* **ENTRIES**
________________________

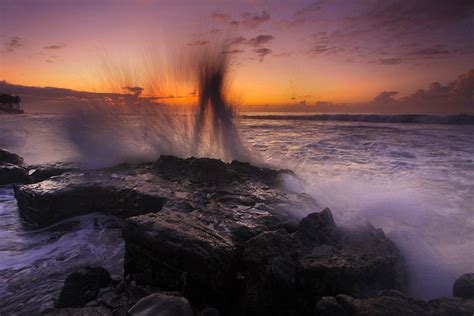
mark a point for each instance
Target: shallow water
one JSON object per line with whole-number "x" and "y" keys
{"x": 34, "y": 263}
{"x": 416, "y": 181}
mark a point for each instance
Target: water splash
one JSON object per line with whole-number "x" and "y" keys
{"x": 115, "y": 128}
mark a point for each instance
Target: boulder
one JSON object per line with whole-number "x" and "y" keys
{"x": 318, "y": 228}
{"x": 43, "y": 172}
{"x": 224, "y": 235}
{"x": 10, "y": 174}
{"x": 82, "y": 286}
{"x": 271, "y": 272}
{"x": 47, "y": 202}
{"x": 464, "y": 286}
{"x": 81, "y": 311}
{"x": 344, "y": 305}
{"x": 9, "y": 157}
{"x": 162, "y": 304}
{"x": 358, "y": 262}
{"x": 177, "y": 252}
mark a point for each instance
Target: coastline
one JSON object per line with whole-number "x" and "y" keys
{"x": 209, "y": 231}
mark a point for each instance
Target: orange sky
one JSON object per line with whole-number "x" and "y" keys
{"x": 283, "y": 53}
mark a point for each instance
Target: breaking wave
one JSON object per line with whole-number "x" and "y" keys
{"x": 459, "y": 119}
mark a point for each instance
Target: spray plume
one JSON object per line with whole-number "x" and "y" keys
{"x": 139, "y": 127}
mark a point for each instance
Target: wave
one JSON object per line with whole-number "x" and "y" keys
{"x": 459, "y": 119}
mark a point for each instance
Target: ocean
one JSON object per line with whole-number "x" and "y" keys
{"x": 412, "y": 176}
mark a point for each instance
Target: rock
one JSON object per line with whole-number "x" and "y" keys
{"x": 210, "y": 311}
{"x": 224, "y": 235}
{"x": 318, "y": 228}
{"x": 43, "y": 172}
{"x": 464, "y": 286}
{"x": 47, "y": 202}
{"x": 271, "y": 273}
{"x": 82, "y": 286}
{"x": 396, "y": 305}
{"x": 361, "y": 263}
{"x": 177, "y": 252}
{"x": 10, "y": 174}
{"x": 9, "y": 157}
{"x": 160, "y": 304}
{"x": 329, "y": 306}
{"x": 83, "y": 311}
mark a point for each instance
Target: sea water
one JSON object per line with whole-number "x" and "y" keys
{"x": 415, "y": 181}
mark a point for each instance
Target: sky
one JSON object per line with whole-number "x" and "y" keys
{"x": 282, "y": 52}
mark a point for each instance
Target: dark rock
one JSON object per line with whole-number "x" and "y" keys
{"x": 44, "y": 203}
{"x": 9, "y": 157}
{"x": 178, "y": 252}
{"x": 271, "y": 273}
{"x": 361, "y": 264}
{"x": 396, "y": 305}
{"x": 10, "y": 173}
{"x": 160, "y": 304}
{"x": 43, "y": 172}
{"x": 464, "y": 286}
{"x": 318, "y": 228}
{"x": 211, "y": 171}
{"x": 210, "y": 311}
{"x": 221, "y": 234}
{"x": 392, "y": 293}
{"x": 329, "y": 306}
{"x": 83, "y": 311}
{"x": 82, "y": 286}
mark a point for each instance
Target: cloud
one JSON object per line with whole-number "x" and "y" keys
{"x": 55, "y": 47}
{"x": 260, "y": 40}
{"x": 234, "y": 51}
{"x": 247, "y": 19}
{"x": 220, "y": 16}
{"x": 307, "y": 13}
{"x": 134, "y": 90}
{"x": 453, "y": 97}
{"x": 253, "y": 42}
{"x": 262, "y": 52}
{"x": 254, "y": 19}
{"x": 364, "y": 31}
{"x": 431, "y": 52}
{"x": 198, "y": 43}
{"x": 12, "y": 44}
{"x": 390, "y": 61}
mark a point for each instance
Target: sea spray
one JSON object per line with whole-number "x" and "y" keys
{"x": 115, "y": 128}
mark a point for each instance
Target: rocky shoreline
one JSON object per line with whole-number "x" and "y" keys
{"x": 211, "y": 238}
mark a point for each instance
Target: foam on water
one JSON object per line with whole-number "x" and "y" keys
{"x": 416, "y": 182}
{"x": 34, "y": 263}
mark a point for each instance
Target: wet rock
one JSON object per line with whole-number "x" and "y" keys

________________________

* **EXERCISE PROMPT**
Copy out every line of the data above that contains the string "spray", treating uppercase and lowercase as different.

* **OUTPUT OF THE EXERCISE**
Target: spray plume
Target: sea spray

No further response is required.